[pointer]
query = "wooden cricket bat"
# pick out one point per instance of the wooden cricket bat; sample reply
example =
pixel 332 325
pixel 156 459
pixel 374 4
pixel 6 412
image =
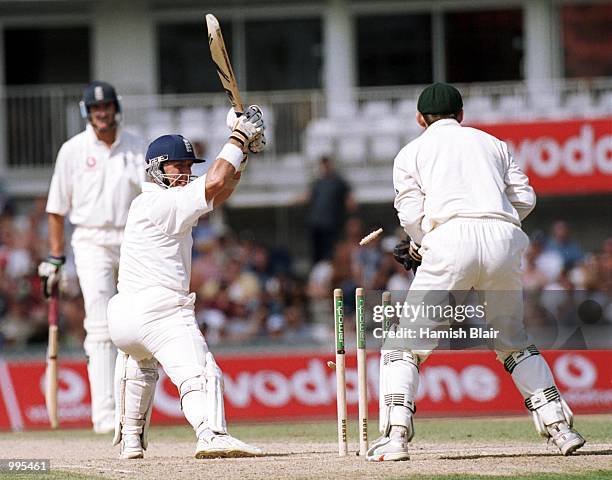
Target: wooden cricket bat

About this exercise. From the line containing "pixel 332 325" through the last line of the data above, write out every line word for word, and nothing else. Do not include the pictures.

Solution for this problem.
pixel 332 325
pixel 156 459
pixel 374 4
pixel 6 412
image =
Target: wooden cricket bat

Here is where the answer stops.